REAL ESTATE counters in China were hot properties today, lifting the Shanghai Composite -- the benchmark index for A shares – by 0.94% to close at 2,688.32.
Meanwhile, the Hang Seng Index in Hong Kong added 1.73% to finish the day at 21,626.17.
The A-share sub-index of property shares was up 2.50% on the day.
Macroeconomic data out of China over the weekend and news from Switzerland cheered investors today.
Data released Saturday revealed a higher-than-expected nearly 14% year-on-year August jump in industrial production, a key indicator of the overall health of China’s heavily industrialized economy.
This was an improvement on July’s 12.9% rise.
And the country was not only producing, but consuming as well.
August retail sales leapt 18.4% year-on-year, improving on July's 17.9% rise.

+ + + + + + +

_Assignment_
Pick up the China stock market report after its final sentence and continue it.

[Source data]
+ + + + + + +

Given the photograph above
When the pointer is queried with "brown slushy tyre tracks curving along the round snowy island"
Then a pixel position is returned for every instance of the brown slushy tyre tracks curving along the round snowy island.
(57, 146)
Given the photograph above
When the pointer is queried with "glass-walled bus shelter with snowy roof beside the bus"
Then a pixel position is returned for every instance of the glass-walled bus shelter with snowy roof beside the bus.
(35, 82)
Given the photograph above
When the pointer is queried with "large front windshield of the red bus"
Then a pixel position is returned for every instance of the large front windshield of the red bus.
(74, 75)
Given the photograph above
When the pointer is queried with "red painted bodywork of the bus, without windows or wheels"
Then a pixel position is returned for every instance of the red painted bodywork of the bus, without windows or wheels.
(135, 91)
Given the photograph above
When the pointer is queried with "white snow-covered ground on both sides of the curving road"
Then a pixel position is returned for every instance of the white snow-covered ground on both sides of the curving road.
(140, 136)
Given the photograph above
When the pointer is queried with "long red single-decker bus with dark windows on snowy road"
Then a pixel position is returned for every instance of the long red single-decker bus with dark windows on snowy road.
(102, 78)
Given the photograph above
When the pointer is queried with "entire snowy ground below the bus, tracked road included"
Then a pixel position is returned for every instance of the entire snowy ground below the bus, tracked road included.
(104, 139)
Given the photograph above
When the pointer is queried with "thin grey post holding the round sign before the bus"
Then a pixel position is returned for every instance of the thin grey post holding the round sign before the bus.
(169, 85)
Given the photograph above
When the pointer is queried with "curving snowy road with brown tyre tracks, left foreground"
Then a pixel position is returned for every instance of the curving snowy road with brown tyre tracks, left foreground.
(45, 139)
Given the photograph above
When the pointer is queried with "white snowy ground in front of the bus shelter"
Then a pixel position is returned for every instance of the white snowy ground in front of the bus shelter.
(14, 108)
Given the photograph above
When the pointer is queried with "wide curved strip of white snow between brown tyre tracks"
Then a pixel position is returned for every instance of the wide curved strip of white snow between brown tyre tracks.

+ + + + + + +

_Your response_
Meanwhile, last month’s CPI rose 3.5%, an inflation increase in line with expectations which helped to quell fears that the People’s Bank of China, the country’s Central Bank, might hike lending rates to curb price growth.
This was the core driver of property prices today, one of the most vulnerable sectors to any fluctuations in credit policy.
Investors took cheer on more clarity from the highly anticipated global capital regulations being hammered out in Basel, Switzerland.
General sentiment was boosted after the Basel Committee on Banking Supervision moved to substantially increase the ratio banks must now set aside to protect against potential losses, but allowed banks time to adapt to the new rules.
In Hong Kong, China Oilfield Services (HK: 2883: SHA: 601808) was up 1.4% while ICBC (HK: 1398) was flat and China Construction Bank (HK: 939) was up just 0.2%.
Chinese media said the combination of robust production and consumption data from China over the weekend and a tolerable rise in inflation were helping to bring fence-sitters and window shoppers back to the market which helped lift A shares by nearly one percent today.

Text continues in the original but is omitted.